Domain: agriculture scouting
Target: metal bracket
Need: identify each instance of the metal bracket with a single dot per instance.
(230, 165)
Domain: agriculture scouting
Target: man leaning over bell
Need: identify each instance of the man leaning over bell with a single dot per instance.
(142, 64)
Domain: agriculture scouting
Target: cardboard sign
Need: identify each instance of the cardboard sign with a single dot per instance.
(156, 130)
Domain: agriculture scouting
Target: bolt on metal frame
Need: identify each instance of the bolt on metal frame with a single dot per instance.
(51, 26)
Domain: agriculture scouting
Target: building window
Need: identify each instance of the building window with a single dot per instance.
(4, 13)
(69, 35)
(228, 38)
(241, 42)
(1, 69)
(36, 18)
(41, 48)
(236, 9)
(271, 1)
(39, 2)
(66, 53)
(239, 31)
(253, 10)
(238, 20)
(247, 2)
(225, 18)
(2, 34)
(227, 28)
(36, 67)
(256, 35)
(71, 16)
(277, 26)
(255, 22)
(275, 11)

> DO THIS
Could you render all the records above as a Markdown table with the columns Row and Line, numbering each non-blank line in order and leaving blank lines out?

> WRITTEN SOLUTION
| Row | Line |
|---|---|
| 1 | Domain: agriculture scouting |
| 2 | Target: metal bracket |
| 3 | Need: identify each instance of the metal bracket with a single dot per instance. |
| 4 | (230, 165) |
| 5 | Domain: agriculture scouting |
| 6 | Target: man leaning over bell |
| 7 | Need: identify each instance of the man leaning over bell with a single dot per instance. |
| 8 | (142, 64) |
| 9 | Domain: agriculture scouting |
| 10 | Target: cardboard sign |
| 11 | Need: identify each instance of the cardboard sign with a single dot per instance. |
| 12 | (156, 130) |
| 13 | Domain: agriculture scouting |
| 14 | Target: bolt on metal frame |
| 15 | Need: identify each instance of the bolt on metal frame with a single dot per instance. |
| 16 | (51, 26) |
| 17 | Domain: agriculture scouting |
| 18 | Target: building window |
| 19 | Need: identify each instance of the building window with a single dot per instance. |
| 20 | (4, 13) |
| 21 | (69, 35) |
| 22 | (228, 38) |
| 23 | (241, 42) |
| 24 | (1, 69) |
| 25 | (36, 18) |
| 26 | (41, 48) |
| 27 | (236, 9) |
| 28 | (271, 1) |
| 29 | (39, 2) |
| 30 | (66, 53) |
| 31 | (239, 31) |
| 32 | (253, 10) |
| 33 | (238, 20) |
| 34 | (247, 2) |
| 35 | (225, 18) |
| 36 | (2, 34) |
| 37 | (227, 28) |
| 38 | (36, 67) |
| 39 | (256, 35) |
| 40 | (71, 16) |
| 41 | (277, 26) |
| 42 | (255, 22) |
| 43 | (275, 11) |